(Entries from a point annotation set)
(begin)
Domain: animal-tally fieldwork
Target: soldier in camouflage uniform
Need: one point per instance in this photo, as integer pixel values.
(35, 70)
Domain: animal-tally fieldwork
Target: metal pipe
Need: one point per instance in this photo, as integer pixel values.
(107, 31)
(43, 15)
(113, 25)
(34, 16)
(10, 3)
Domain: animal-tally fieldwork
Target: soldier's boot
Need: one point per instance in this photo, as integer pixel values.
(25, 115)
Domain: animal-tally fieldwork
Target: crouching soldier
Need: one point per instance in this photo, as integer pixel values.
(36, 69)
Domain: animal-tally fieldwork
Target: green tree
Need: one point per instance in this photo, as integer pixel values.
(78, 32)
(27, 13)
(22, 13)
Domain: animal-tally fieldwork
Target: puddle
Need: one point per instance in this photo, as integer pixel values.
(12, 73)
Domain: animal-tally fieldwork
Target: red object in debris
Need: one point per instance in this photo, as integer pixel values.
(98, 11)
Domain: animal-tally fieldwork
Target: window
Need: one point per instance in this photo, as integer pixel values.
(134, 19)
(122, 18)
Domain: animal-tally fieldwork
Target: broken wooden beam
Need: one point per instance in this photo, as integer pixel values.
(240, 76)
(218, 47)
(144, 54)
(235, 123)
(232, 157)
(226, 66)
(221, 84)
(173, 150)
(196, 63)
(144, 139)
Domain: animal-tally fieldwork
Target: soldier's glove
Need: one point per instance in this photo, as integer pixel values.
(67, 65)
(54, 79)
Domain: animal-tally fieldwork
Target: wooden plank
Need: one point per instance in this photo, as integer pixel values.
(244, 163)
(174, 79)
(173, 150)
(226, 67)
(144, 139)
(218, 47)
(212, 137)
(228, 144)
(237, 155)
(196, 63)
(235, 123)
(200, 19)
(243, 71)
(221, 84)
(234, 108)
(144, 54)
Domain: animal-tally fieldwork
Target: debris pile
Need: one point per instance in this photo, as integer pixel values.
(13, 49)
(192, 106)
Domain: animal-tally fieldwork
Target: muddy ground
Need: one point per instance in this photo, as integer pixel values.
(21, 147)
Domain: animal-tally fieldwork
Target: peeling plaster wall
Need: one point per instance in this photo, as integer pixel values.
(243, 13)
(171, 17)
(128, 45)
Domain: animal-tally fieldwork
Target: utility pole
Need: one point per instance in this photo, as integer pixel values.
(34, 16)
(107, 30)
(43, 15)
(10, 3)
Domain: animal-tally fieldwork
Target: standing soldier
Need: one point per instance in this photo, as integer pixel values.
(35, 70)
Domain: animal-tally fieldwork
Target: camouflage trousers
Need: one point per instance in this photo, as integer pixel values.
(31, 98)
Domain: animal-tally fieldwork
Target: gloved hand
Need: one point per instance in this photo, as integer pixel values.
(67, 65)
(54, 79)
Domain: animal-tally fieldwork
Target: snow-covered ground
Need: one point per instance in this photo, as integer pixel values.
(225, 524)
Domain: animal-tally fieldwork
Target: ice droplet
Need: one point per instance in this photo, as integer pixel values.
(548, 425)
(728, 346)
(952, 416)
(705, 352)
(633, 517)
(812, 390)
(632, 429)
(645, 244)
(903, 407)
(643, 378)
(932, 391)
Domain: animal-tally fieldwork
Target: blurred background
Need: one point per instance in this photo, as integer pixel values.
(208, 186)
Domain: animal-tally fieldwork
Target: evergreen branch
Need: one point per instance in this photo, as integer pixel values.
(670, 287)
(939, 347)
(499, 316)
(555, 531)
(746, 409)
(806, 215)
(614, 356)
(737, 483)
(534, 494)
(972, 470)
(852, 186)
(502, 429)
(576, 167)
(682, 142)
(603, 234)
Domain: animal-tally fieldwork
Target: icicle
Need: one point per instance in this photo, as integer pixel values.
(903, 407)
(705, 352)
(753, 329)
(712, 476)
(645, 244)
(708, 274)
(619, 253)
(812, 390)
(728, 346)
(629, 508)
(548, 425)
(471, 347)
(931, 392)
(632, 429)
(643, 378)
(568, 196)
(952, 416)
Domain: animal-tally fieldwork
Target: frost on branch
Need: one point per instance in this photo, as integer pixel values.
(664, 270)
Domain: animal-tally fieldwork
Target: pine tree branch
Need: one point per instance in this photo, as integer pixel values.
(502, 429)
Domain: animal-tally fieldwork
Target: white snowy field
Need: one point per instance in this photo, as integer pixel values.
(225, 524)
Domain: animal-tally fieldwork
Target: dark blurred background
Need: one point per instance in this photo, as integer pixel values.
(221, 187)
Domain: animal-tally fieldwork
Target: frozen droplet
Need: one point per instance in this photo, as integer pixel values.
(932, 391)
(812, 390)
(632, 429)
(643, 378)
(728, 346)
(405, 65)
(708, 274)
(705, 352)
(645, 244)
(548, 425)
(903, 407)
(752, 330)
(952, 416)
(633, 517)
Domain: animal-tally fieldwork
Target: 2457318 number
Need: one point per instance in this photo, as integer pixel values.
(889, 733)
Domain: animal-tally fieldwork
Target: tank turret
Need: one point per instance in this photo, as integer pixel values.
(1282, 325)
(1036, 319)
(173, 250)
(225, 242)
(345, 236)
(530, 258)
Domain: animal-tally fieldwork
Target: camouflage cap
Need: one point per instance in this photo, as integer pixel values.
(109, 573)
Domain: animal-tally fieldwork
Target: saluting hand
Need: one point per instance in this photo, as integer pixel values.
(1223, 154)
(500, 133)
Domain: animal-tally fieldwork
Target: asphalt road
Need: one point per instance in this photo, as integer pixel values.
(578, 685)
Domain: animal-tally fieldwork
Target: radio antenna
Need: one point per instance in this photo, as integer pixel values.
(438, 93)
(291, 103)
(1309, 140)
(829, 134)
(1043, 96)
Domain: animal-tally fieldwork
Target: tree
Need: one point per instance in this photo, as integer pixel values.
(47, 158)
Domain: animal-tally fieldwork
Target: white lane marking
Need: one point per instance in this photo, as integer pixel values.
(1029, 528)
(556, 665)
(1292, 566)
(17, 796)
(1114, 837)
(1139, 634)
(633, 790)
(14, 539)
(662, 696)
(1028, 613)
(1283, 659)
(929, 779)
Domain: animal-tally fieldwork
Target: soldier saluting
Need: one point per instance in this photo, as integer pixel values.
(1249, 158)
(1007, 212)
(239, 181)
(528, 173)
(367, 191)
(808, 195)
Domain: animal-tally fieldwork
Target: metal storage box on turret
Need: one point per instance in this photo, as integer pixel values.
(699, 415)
(end)
_INSTRUCTION_. Pick out every line that contains the word "droplet" and copy each one.

_EXERCISE OUTPUT_.
Target: ice droplet
Target: frozen droplet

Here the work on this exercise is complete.